WRITTEN EXERCISE A
Extract the part of the job posting from "- On-Call Rotation: Participate" to "development, or operations.", copying it word for word.

SUPPLIED TEXT
------
Responsibilities
- Team Leadership: Lead a team of Engineers and Analysts, providing guidance mentoring, performance management. Foster a culture of continuous improvement.
- Process Improvement: Develop and refine processes that streamline workflows, reduce bottlenecks and increase overall velocity.
- Training and Support: Provide training and documentation to other team members on the effective use of existing toolsets and best practices. Act as primary point of contact for staff issues.
- Collaboration and Communication: Work closely with partner teams to understand their pain points and automation goals. Work with teams to make them more efficient.
- Continuous Improvement: Participate in or lead continuous improvement projects driven by automation.
- On-Call Rotation: Participate in an on-call rotation as needed.
- Additional Duties: Perform any other activities as directed by management.
Knowledge and Experience
- Experience: 5+ years of experience as a people manager or in a team lead role with delegation duties in a technical environment.
- Strategic Thinking: Demonstrate ability to think strategically about business and product goals as well as technical challenges and staff workloads.
- Software Development: Prior experience with software development, infrastructure development, or operations.
- Scripting Languages: Strong proficiency in scripting languages such as Bash, Python, and/or PowerShell.
- Relational Databases: Experience with relational databases.
- Server Administration: Strong proficiency with Linux and Windows Server administration.
- Automation Frameworks: Experience in architecting automation frameworks with proficiency in tools such as Jenkins, Chef, Puppet, Ansible, or similar.
- Agile Methods: Experience with Agile methods (Scrum/Kanban) for organizing project deliverables and tracking progress (Jira).
- Version Control: Experience with Git and/or code repository services (BitBucket, GitHub, etc.).
- Cloud Services: Experience with open-source technologies and cloud services (AWS/Azure).
- Monitoring Tools: Experience with monitoring and alerting tools (Splunk, Nagios, BigPanda, PagerDuty).
- Infrastructure as Code: Experience with infrastructure as code (Terraform, CloudFormation).
- Container Technology: Knowledge of and exposure to container technology and orchestration is a plus.
- API Interaction: Experience interacting with REST APIs (GET/POST requests), webhooks, and API client tools (Postman).
- Problem-Solving: Excellent problem-solving and troubleshooting skills.
- Documentation: Process-oriented with great documentation skills (Confluence).
- Data Structures: Experience with data structures/formats such as XML, JSON, YAML, and HCL.
- Business Continuity: Experience with automation of business continuity/disaster recovery.
Preferred
- Production Operations: Experience with managing production operations, monitoring, alerting, notifications, etc.
- Coding Experience: Moderate experience with coding any combination of Perl, Ruby, Bash, PowerShell and Java + others.
- Scheduling Tools: Experience with Rundeck and/or Cisco Tidal Enterprise Scheduler.
- Monitoring Tools: Experience with BigPanda and PagerDuty.
- AI Ops: Experience with AI Ops.
------
DATA ENTRIES
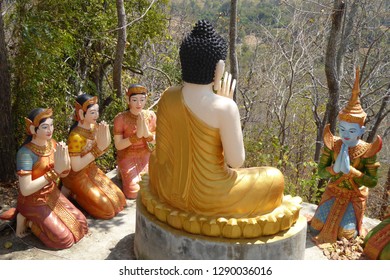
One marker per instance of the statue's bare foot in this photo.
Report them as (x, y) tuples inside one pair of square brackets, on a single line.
[(21, 226), (65, 191)]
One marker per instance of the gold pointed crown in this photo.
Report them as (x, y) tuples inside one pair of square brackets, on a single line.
[(353, 111), (45, 113), (91, 101), (136, 89)]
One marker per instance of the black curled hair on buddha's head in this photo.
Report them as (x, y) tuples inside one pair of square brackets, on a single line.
[(200, 52)]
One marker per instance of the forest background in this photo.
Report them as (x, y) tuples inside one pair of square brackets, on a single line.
[(294, 61)]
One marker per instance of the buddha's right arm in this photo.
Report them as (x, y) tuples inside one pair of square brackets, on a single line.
[(28, 186), (231, 135), (120, 142), (78, 163)]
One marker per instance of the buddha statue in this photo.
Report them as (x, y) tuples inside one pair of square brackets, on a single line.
[(133, 133), (351, 166), (41, 206), (195, 182), (87, 184)]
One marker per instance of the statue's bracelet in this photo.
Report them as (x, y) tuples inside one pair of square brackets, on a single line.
[(51, 175), (96, 152), (133, 139)]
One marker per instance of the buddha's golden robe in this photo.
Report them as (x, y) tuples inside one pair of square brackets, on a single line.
[(188, 171)]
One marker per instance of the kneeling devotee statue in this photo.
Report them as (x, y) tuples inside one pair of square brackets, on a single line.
[(89, 185), (351, 166), (133, 131), (41, 206), (194, 182)]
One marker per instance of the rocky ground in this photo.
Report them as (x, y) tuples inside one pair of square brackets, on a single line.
[(342, 250)]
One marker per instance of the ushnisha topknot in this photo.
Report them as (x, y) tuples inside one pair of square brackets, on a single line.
[(199, 53)]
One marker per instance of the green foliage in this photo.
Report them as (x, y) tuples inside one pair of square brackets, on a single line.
[(63, 48)]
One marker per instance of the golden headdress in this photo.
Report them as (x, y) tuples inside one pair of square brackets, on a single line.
[(353, 111), (84, 106), (136, 89), (46, 113)]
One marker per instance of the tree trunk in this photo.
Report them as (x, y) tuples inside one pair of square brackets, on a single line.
[(7, 143), (232, 43), (120, 48), (380, 116), (385, 207), (332, 64)]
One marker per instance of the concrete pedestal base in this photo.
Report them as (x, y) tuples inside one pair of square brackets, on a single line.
[(158, 241)]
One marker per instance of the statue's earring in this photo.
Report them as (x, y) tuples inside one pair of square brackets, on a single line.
[(81, 116), (32, 131)]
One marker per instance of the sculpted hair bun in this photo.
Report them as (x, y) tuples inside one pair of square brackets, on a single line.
[(199, 53)]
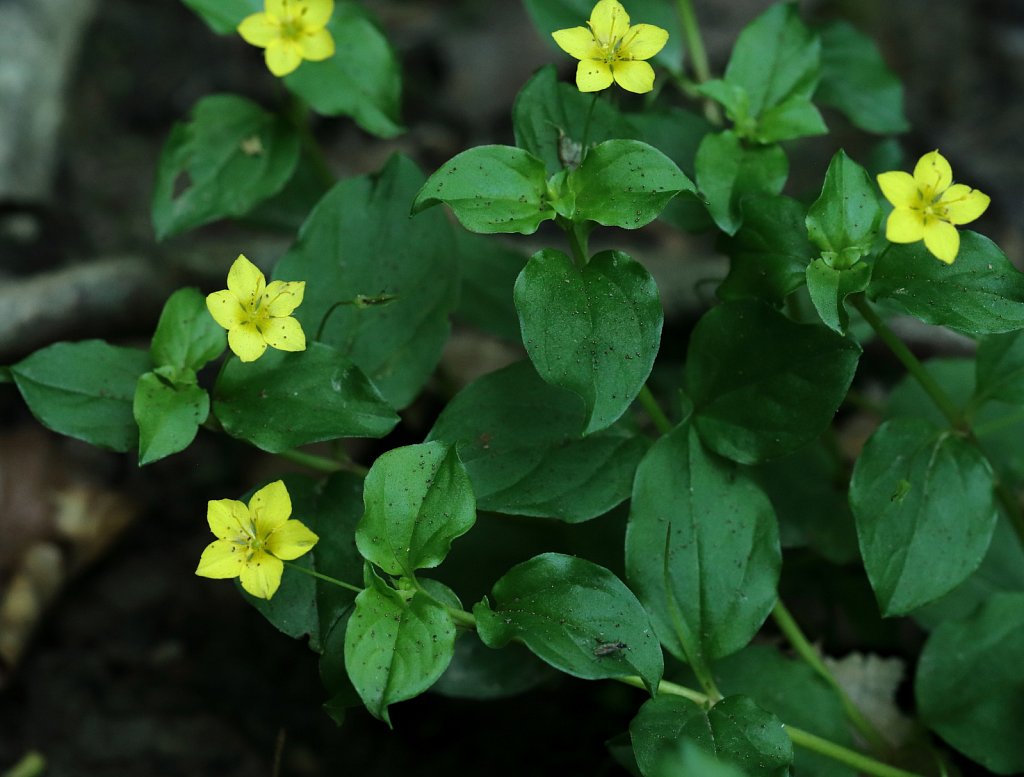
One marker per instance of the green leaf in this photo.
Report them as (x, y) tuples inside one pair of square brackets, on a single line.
[(829, 287), (925, 509), (168, 416), (84, 390), (363, 79), (549, 15), (762, 385), (556, 122), (624, 183), (770, 253), (735, 730), (844, 220), (792, 690), (491, 188), (573, 614), (699, 530), (856, 80), (397, 644), (287, 399), (418, 499), (229, 158), (186, 336), (519, 439), (359, 241), (979, 294), (594, 331), (727, 172), (969, 684)]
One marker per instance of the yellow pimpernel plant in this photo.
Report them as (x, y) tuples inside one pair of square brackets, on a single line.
[(254, 542), (257, 314), (610, 50), (929, 206), (291, 31)]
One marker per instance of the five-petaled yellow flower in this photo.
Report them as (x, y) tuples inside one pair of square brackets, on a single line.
[(253, 541), (611, 50), (257, 314), (291, 31), (928, 206)]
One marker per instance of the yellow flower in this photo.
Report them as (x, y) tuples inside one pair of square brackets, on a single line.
[(611, 50), (256, 314), (252, 541), (928, 205), (291, 31)]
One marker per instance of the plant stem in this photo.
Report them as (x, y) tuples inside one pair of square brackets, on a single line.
[(650, 404), (912, 364), (325, 577), (791, 629)]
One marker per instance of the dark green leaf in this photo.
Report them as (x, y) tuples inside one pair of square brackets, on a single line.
[(624, 183), (700, 530), (418, 499), (762, 385), (229, 158), (186, 336), (359, 241), (844, 219), (735, 730), (168, 416), (84, 390), (969, 684), (491, 188), (576, 615), (519, 439), (727, 172), (981, 293), (361, 80), (397, 644), (594, 331), (923, 501), (287, 399), (856, 80), (770, 253)]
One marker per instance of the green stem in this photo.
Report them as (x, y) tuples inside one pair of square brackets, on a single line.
[(325, 577), (650, 404), (790, 628), (912, 364)]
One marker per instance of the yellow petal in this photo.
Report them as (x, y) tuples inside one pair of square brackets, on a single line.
[(317, 46), (578, 42), (221, 560), (933, 174), (963, 204), (314, 13), (225, 309), (261, 574), (246, 281), (904, 226), (283, 56), (285, 335), (635, 77), (259, 29), (284, 296), (269, 508), (593, 76), (642, 42), (247, 342), (608, 20), (291, 541), (942, 240), (228, 519), (899, 188)]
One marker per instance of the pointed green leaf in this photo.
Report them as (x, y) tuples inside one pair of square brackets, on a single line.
[(417, 500)]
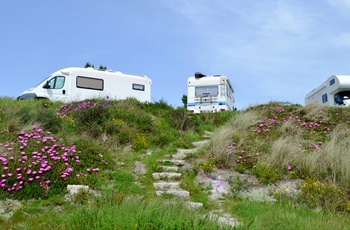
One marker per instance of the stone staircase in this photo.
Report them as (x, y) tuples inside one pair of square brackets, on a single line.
[(169, 181)]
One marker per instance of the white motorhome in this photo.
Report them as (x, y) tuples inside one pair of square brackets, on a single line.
[(335, 91), (76, 84), (209, 93)]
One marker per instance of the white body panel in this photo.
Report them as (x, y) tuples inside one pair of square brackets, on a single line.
[(76, 84), (335, 91), (210, 94)]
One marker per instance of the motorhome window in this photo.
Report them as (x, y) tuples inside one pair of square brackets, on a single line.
[(324, 98), (138, 87), (57, 82), (89, 83), (203, 91), (229, 92)]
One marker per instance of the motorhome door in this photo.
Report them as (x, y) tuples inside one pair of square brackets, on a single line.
[(56, 88)]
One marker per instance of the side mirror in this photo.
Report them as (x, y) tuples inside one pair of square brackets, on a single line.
[(47, 85)]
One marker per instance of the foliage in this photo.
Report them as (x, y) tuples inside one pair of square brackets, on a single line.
[(318, 194)]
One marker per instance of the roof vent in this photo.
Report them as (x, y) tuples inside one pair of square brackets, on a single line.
[(198, 75)]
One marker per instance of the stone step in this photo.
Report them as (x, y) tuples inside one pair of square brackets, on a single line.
[(200, 144), (179, 156), (175, 192), (170, 168), (167, 185), (166, 175), (186, 151), (192, 204), (173, 161)]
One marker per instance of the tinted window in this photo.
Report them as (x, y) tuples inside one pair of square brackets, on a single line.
[(203, 91), (138, 87), (324, 98), (57, 82), (89, 83)]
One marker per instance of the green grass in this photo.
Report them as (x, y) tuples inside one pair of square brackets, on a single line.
[(104, 139)]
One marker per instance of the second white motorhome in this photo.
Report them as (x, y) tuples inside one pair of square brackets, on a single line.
[(77, 84), (209, 93), (335, 91)]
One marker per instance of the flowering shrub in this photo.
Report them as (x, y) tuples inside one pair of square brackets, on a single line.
[(208, 166), (38, 161), (139, 142), (267, 173)]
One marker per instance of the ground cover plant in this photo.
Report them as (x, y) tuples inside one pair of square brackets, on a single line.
[(47, 145), (275, 142)]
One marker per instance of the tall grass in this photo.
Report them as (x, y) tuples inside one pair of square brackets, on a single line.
[(275, 142)]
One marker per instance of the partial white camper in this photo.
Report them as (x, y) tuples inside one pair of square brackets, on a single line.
[(209, 93), (335, 91), (77, 84)]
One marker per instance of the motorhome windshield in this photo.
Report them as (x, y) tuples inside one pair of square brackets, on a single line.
[(44, 80), (342, 98), (206, 91)]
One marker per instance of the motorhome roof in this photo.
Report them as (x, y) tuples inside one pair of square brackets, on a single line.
[(90, 70)]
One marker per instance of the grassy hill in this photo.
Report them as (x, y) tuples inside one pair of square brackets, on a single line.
[(45, 146)]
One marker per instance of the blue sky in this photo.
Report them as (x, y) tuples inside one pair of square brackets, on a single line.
[(271, 49)]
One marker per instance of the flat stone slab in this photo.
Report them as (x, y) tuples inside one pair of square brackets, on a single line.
[(74, 189), (170, 168), (191, 204), (166, 185), (179, 156), (175, 192), (166, 175), (173, 161)]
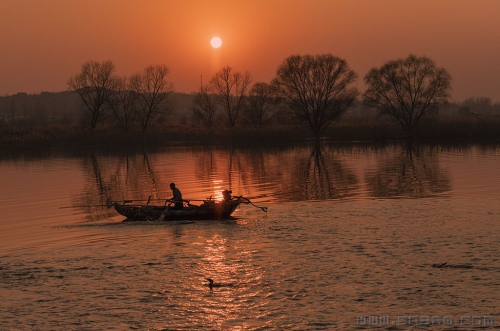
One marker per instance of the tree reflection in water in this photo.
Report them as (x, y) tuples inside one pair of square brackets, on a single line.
[(320, 176), (271, 174), (413, 172)]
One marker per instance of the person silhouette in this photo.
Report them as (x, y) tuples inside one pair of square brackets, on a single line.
[(177, 196)]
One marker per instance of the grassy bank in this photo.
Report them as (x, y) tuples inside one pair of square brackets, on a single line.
[(437, 129)]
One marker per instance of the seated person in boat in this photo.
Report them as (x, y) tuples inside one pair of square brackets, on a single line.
[(226, 194), (177, 196)]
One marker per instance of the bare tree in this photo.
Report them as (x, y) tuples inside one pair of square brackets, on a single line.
[(317, 88), (95, 84), (263, 103), (230, 88), (123, 102), (205, 106), (407, 89), (153, 92)]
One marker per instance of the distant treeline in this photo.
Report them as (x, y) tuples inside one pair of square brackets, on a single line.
[(35, 110), (311, 97), (58, 120)]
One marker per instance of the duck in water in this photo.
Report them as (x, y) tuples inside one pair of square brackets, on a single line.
[(211, 284)]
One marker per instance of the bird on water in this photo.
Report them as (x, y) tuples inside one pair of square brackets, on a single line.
[(211, 283)]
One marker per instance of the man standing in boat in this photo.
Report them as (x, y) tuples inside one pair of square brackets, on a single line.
[(177, 196)]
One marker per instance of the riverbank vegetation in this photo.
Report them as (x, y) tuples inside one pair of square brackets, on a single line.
[(352, 127), (311, 98)]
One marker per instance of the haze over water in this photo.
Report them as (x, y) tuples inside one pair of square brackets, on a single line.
[(349, 241)]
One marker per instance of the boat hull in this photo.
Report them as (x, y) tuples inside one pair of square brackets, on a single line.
[(208, 210)]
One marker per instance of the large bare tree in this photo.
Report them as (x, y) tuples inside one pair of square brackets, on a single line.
[(407, 89), (153, 94), (263, 103), (95, 84), (318, 88), (205, 106), (230, 88), (122, 102)]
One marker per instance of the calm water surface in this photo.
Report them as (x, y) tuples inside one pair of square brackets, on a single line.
[(348, 243)]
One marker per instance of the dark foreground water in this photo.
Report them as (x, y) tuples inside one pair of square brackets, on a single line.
[(349, 241)]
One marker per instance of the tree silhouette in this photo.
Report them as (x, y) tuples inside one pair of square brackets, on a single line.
[(205, 106), (263, 103), (407, 89), (318, 88), (95, 84), (230, 88), (153, 91)]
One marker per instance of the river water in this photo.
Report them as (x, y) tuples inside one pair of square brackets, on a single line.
[(349, 240)]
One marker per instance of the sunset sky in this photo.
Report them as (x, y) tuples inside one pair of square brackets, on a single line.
[(43, 43)]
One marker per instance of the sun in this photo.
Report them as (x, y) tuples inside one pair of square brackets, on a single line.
[(216, 42)]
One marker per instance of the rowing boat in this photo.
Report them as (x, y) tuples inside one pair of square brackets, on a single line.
[(209, 209)]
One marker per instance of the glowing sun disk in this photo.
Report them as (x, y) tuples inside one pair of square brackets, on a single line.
[(216, 42)]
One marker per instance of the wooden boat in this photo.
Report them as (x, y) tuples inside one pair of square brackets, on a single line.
[(209, 209)]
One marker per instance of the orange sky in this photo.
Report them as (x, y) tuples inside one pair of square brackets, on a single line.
[(43, 43)]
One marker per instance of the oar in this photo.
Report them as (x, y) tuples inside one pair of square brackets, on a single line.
[(264, 209), (85, 206)]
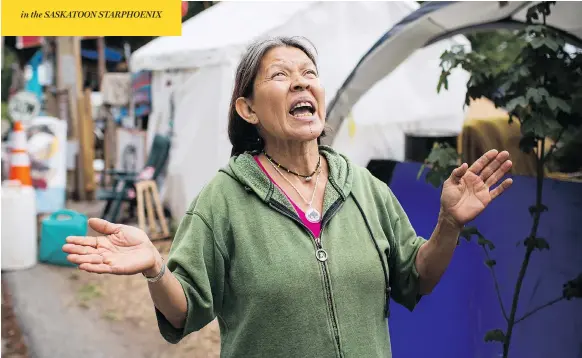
------
WRITTEN EXERCISE B
Copy the lines of the records from the line with "One marker per instance of the golden" to the line with "[(254, 542), (257, 314), (610, 50), (929, 206), (291, 31)]", including both of those lines. Leave the pictures out.

COMPLETE OUTPUT A
- On-Call Rotation: Participate in an on-call rotation as needed.
- Additional Duties: Perform any other activities as directed by management.
Knowledge and Experience
- Experience: 5+ years of experience as a people manager or in a team lead role with delegation duties in a technical environment.
- Strategic Thinking: Demonstrate ability to think strategically about business and product goals as well as technical challenges and staff workloads.
- Software Development: Prior experience with software development, infrastructure development, or operations.

COMPLETE OUTPUT B
One marker per instance of the golden headdress in this photo.
Report them as (x, y) tuples inside one pair of square brackets, on a single line.
[(353, 111), (84, 106), (136, 89), (46, 113)]
One marker per instance of the tree trunk in this photo.
Report them as (x, y) tuples inside one pair of square brackets, on a single line.
[(7, 143), (232, 43), (120, 48), (380, 116), (385, 207), (332, 64)]
One marker per instance of the concrete pedestal base in this photo.
Report them as (x, y) tuples inside one pair of square brackets, on a single line.
[(158, 241)]
One marker per instance of the statue's earring in this photo.
Report them as (x, y) tuples inside one pair of square brackets, on a single line.
[(81, 116), (32, 131)]
One marker per instance of the sculpted hair bun in this photo.
Report them as (x, y) tuples inside one pair of square brackets, on a single line.
[(199, 53)]
One marker per instance of the green leaf in this photo.
Report them as (x, y) tuples inside one pair of square brackets, on a single line.
[(829, 287), (925, 509), (168, 416), (84, 390), (363, 79), (549, 15), (762, 385), (556, 122), (624, 183), (770, 253), (735, 730), (844, 220), (792, 690), (491, 188), (573, 614), (699, 530), (856, 80), (397, 644), (287, 399), (418, 499), (229, 158), (186, 336), (519, 439), (359, 241), (979, 294), (594, 331), (727, 172), (969, 684)]
One marker per instance of the yellow pimpernel plant in this photo.
Report them as (x, y) tuples inside one pair of square brackets, on a single line.
[(254, 542), (257, 314), (610, 50), (929, 206), (291, 31)]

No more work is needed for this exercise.